■ **Exercise requirements**
Extract the listing below in full, unchanged.

■ **Data for review**
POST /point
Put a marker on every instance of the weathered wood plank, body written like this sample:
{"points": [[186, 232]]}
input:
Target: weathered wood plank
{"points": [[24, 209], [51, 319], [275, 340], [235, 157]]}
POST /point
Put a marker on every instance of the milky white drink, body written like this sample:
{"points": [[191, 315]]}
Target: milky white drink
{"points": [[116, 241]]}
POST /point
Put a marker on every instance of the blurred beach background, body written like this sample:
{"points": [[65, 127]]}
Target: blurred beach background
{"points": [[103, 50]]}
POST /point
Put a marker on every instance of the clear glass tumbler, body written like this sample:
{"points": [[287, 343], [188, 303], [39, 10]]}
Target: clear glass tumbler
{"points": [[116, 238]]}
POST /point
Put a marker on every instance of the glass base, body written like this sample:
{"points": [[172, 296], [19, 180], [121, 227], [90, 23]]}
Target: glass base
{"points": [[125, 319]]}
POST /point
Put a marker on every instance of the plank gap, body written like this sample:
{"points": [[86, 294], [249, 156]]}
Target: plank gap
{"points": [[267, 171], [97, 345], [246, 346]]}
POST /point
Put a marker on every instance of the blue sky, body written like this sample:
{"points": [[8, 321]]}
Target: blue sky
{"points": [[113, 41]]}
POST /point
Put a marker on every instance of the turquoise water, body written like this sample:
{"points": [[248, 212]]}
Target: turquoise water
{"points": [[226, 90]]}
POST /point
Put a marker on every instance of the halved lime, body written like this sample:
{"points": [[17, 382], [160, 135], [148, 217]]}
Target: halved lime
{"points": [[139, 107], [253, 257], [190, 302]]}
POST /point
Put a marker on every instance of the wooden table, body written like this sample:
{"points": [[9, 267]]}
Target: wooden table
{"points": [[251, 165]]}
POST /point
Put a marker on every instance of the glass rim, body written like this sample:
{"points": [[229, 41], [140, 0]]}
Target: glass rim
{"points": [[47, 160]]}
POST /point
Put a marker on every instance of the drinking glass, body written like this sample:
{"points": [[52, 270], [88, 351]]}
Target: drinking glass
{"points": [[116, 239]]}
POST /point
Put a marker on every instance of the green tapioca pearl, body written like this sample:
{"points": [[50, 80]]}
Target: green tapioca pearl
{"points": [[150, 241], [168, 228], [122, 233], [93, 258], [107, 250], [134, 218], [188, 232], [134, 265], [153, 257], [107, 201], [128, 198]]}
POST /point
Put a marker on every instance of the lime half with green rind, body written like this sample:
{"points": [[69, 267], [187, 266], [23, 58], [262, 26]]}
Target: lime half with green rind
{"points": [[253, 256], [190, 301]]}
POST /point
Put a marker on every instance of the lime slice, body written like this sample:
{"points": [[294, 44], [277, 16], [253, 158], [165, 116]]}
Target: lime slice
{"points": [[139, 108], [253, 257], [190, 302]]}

■ **Response area**
POST /point
Put a marker on every instance of the weathered wood plank, body written like this sample:
{"points": [[186, 232]]}
input:
Target: weathered wood plank
{"points": [[24, 209], [51, 319], [275, 340], [235, 157]]}
POST /point
Put a marker on every instance of the milky white drink, body written like this sample:
{"points": [[191, 315]]}
Target: milky white drink
{"points": [[116, 241]]}
POST /point
Put a marker on every instance of the blurred beach background, body written like this sample:
{"points": [[65, 127]]}
Target: blurred beach background
{"points": [[103, 50]]}
POST /point
Put a marker on every instance of the clear glass tumbler, body written like this sample:
{"points": [[287, 343], [188, 303], [39, 10]]}
Target: clear glass tumbler
{"points": [[116, 238]]}
POST /point
Put a marker on every instance of the glass base, body written like this sample:
{"points": [[172, 296], [19, 180], [121, 227], [90, 23]]}
Target: glass base
{"points": [[125, 319]]}
POST /point
Put a marker on every instance of the plank gap, body written like this sample:
{"points": [[86, 294], [249, 156]]}
Target: plank gap
{"points": [[267, 171], [97, 345], [246, 346]]}
POST /point
Put a marker on every instance of the blue sky, body written like this sample:
{"points": [[8, 321]]}
Target: blue sky
{"points": [[113, 41]]}
POST /point
Put a marker on every instance of the turquoise water, body written like this sample:
{"points": [[248, 212]]}
Target: turquoise water
{"points": [[226, 90]]}
POST /point
Put a marker on every instance of the halved lime, body written like this sample:
{"points": [[17, 382], [160, 135], [148, 217]]}
Target: halved lime
{"points": [[139, 107], [253, 257], [190, 302]]}
POST /point
Put a marker on every instance of the wooden table, body written like this sample:
{"points": [[9, 267]]}
Target: wooden table
{"points": [[251, 165]]}
POST /point
Put a marker on every instance of the glass rim, body written like this sample:
{"points": [[229, 41], [140, 0]]}
Target: glass rim
{"points": [[47, 160]]}
POST /point
Put a marker on every instance of the drinking glass, body written like this sample:
{"points": [[52, 270], [88, 351]]}
Target: drinking glass
{"points": [[116, 239]]}
POST /point
Put a marker on every instance of the green tapioca pearl, body written like this sample:
{"points": [[50, 80]]}
Target: green tapioca pearl
{"points": [[150, 241], [168, 228], [122, 233], [93, 258], [107, 250], [134, 218], [188, 232], [134, 265], [153, 257], [107, 201], [128, 198]]}
POST /point
Put a marker on every instance of the lime half with green rind, body written like this sample:
{"points": [[69, 267], [187, 266], [23, 58], [262, 26]]}
Target: lime half with green rind
{"points": [[253, 256], [190, 301]]}
POST /point
Put a marker on every instance of the lime slice, body written like this sample:
{"points": [[294, 44], [277, 16], [253, 158], [165, 116]]}
Target: lime slice
{"points": [[139, 108], [253, 257], [190, 302]]}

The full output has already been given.